= What to do =
Copy every row below that contains the word "blue" and leave out all the others.

━━ Records for processing ━━

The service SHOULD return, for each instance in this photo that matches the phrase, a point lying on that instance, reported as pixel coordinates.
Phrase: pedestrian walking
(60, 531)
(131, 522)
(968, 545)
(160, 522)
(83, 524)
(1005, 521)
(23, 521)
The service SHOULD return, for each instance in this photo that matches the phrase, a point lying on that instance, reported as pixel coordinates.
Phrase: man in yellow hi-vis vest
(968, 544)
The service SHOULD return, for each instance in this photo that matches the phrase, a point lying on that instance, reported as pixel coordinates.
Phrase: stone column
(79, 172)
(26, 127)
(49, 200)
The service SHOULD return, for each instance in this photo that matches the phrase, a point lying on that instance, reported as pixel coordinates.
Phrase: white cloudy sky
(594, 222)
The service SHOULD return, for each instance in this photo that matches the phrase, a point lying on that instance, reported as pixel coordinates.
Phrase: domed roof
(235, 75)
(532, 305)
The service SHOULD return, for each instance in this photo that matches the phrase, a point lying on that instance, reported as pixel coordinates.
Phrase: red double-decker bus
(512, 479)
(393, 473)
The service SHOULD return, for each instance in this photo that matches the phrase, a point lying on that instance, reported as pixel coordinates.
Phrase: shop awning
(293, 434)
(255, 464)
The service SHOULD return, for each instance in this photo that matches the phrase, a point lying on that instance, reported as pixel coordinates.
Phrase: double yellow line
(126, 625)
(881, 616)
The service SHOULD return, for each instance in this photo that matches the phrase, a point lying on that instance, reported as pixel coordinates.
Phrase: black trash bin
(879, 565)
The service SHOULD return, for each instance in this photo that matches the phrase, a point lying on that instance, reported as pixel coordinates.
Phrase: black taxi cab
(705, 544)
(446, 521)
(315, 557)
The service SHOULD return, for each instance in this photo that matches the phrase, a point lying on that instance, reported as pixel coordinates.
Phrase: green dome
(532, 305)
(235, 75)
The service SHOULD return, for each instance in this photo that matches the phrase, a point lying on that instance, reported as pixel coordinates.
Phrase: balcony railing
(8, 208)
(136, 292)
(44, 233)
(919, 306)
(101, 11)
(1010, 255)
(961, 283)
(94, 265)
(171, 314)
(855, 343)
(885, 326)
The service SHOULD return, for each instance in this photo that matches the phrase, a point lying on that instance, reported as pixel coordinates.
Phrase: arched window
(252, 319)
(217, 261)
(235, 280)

━━━
━━ Records for processing ━━

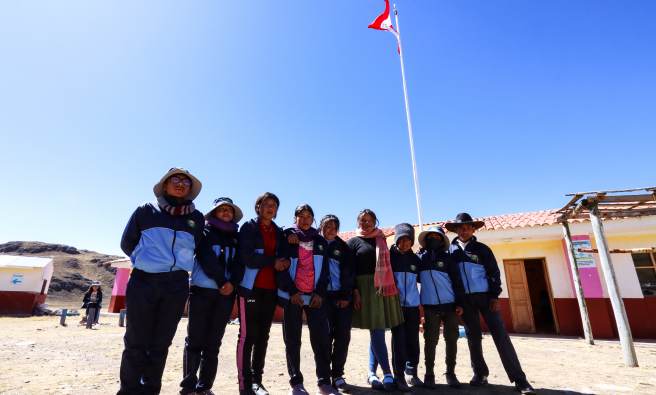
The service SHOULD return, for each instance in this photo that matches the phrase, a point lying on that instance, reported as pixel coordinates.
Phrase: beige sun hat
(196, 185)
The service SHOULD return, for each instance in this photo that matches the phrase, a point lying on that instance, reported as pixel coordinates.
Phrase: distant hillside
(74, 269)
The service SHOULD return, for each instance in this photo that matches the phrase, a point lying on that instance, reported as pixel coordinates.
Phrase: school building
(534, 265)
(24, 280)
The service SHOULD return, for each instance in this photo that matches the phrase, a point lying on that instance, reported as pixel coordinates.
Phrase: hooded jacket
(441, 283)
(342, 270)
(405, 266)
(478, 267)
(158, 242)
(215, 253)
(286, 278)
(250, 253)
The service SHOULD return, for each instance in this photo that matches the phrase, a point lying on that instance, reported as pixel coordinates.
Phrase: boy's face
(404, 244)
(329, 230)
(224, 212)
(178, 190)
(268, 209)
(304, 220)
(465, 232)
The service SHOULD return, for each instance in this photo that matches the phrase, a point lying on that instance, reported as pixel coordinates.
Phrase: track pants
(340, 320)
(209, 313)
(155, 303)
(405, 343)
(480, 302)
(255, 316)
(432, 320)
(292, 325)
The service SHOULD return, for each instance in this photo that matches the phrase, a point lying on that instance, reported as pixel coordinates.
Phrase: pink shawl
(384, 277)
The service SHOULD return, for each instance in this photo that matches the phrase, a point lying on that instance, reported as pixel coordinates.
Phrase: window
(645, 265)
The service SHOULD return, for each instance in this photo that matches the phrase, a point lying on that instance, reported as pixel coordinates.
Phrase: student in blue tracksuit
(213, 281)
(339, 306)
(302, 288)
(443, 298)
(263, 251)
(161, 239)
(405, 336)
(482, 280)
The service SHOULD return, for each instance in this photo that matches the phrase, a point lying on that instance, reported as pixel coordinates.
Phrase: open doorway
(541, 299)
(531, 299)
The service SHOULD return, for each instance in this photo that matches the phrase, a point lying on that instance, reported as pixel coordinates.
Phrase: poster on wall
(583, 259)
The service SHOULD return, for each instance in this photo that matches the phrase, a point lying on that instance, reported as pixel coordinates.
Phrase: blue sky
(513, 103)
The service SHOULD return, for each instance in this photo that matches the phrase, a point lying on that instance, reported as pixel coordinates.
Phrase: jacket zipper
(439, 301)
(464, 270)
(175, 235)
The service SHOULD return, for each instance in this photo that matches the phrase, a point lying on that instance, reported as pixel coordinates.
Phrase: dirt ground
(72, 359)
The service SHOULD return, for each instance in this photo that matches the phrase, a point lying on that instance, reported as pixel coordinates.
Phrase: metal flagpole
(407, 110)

━━━
━━ Records for processing ━━

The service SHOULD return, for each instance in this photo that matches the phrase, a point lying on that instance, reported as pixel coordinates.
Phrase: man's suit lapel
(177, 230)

━━━

= The reply =
Phrase: student in blue tracksuit
Phrase: blue sky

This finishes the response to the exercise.